Industrial Utility Efficiency

Controls Upgrade in 10 Plants Saves $977,093 Annually in Energy Costs

To address a mandate for cutting operations energy usage at facilities by 25 percent without major capital expenditures, a major manufacturing company set its sites on better control of its compressed air systems.  The project, implemented at 10 manufacturing plants over the course of three years, saves the company \$977,093 annually in energy costs – and was completed with zero out-of-pocket costs.

 IR Centrifugal Compressor

An Ingersoll Rand centrifugal air compressor equipped with a Bay Controls Control System at one of the manufacturer’s 10 plants.


As with many large operations, the manufacturer views compressed air as a major energy user and cost center. The company uses compressed air at production facilities in North America for a wide variety of end uses, such as paint spraying, material handling, and equipment operation (stamping presses, hand tools, etc.).

Knowing compressed air would play a key role in its energy-savings initiative, decision makers at the manufacturer opted to focus on maximizing the efficiency of their compressed air assets through a combination of controls retrofits, system networking and scheduling, and a monitoring solution powered by hardware from Bay Controls and Tridium Niagara.

To minimize upfront project costs, Bay Controls implemented the project as an energy services agreement. This approach uses the cost savings generated by the compressed air system optimization project to finance it over the term of the agreement with zero out-of-pocket costs to the customer.


Energy and Cost Savings Analysis

In the initial phase of the project, the team conducted a thorough assessment of the compressed air systems to establish a baseline for system performance, energy consumption, and energy costs.

Although the layout differs from plant to plant, all of the facilities involved in the compressed air system controls project utilize a plant air configuration where air compressors in one or more compressor rooms distribute air throughout the plant.

While a typical assessment or audit of this scale – 12 plants spread throughout the United States, Canada, and Mexico – would be enormously expensive and take the better part of a year to complete, the Bay Controls team conducted a comprehensive analysis at no cost and in very little time using BayWatch, the company’s cloud-based monitoring, alerting, and analysis platform for industrial compressed air systems. The manufacturer had used the platform for years before the decision to leverage it fully to optimize its compressed air system on a larger scale.

========================

GOAL: Pick up the compressed air controls case study after its final sentence and keep writing it. The lines that come after the text are separate material with no connection to it.

[Stored items]
========================

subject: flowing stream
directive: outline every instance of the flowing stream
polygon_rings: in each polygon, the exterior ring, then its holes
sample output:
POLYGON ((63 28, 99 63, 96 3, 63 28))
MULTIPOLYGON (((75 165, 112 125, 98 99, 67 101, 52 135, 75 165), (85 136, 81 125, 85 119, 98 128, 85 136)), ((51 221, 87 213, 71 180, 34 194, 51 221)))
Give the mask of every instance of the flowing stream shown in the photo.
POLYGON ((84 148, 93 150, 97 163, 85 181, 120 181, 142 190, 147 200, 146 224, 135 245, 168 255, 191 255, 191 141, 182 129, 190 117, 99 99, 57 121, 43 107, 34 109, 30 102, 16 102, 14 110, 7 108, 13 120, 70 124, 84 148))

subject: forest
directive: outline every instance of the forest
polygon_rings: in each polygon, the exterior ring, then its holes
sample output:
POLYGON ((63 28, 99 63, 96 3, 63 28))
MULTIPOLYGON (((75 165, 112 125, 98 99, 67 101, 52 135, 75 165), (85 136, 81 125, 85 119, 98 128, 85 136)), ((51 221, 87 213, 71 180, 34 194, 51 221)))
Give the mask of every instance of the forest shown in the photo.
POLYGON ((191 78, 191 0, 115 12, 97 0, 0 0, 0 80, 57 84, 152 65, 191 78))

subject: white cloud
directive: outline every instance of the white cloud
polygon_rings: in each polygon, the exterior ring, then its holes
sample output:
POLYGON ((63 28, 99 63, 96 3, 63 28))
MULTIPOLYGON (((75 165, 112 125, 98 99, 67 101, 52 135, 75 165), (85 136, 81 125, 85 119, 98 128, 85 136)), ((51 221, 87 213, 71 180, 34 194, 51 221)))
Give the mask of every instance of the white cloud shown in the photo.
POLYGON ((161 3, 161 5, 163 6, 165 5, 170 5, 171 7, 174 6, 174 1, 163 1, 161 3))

========================

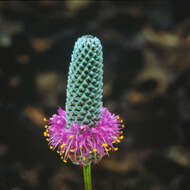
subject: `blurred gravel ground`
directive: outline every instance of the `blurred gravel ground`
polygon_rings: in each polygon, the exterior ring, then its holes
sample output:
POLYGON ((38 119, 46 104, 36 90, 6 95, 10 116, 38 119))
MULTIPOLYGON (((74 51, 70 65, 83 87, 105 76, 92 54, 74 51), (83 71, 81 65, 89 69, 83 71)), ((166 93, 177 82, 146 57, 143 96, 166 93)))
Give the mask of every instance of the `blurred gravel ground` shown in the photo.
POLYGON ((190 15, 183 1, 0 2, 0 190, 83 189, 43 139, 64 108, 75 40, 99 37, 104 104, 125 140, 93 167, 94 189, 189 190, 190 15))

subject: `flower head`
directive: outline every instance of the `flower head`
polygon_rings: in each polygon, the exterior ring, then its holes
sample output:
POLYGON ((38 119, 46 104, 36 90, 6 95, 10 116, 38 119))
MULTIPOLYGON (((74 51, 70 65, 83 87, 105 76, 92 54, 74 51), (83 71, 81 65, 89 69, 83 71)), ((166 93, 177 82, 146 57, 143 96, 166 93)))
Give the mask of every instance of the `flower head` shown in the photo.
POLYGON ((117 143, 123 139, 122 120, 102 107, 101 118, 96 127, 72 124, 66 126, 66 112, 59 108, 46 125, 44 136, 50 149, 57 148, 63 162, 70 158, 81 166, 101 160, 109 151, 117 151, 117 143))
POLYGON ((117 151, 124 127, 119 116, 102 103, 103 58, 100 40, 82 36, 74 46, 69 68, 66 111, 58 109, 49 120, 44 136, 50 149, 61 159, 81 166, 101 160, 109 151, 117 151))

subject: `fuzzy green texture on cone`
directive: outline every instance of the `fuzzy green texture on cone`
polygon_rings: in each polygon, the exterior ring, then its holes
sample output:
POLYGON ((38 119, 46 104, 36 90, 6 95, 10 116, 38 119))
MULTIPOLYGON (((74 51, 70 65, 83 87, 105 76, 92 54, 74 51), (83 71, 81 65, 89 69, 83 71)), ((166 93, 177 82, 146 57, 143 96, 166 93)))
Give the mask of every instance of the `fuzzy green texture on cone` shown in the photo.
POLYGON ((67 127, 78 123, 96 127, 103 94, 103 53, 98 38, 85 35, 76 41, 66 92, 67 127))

========================

RESPONSE TO THE EXERCISE:
BayWatch gives plants the ability to record data at an individual monitoring point level, such as discharge pressure, motor power, blow-off valve position, loaded/unloaded, etc., for every air compressor in each plant. Using the platform’s historical data logging and analytical capabilities, the team was able to thoroughly analyze a year’s worth of historical compressed air system operating data for each of the plants in a matter of weeks.

Flow Comparison Graph

Above are blow-off flow readings displayed on the BayWatch platform for six centrifugal air compressors.  Each color represents an air compressor. Blow-off for two air compressors exceeds 500 cfm as indicated by the maroon and beige lines, indicating the need to surge-tune the units. The remaining air compressors do not need attention since they are consistently showing zero blow-off, except for isolated instances with one air compressor as shown by the single green line.

Specifically, the team was able to efficiently assess the historical operation and performance of each individual air compressor and each plant air system to identify savings opportunities in the following areas:

  • System pressure reduction.
  • Unloaded compressor runtime reduction.
  • Centrifugal compressor blow-off reduction.

To determine the potential for savings, the team looked primarily at the following historical data points:

  • Minimum required pressure (as stipulated by plant personnel).
  • System pressure (during production and non-production periods).
  • Loaded versus unloaded air compressor run time.
  • Plant production hours (compared to loaded/unloaded air compressor run times).
  • Centrifugal air compressor blow-off valve position (to determine when centrifugal air compressors were venting air).

By utilizing the reporting tools built into the platform, the team also quickly sifted through the plants’ historical operating data and identified those plants where one or more of the following trends were apparent:

  • Large difference between system pressure setpoint and minimum required system pressure.
  • Long periods of unloaded air compressor run time.
  • Long periods of centrifugal air compressor blow-off.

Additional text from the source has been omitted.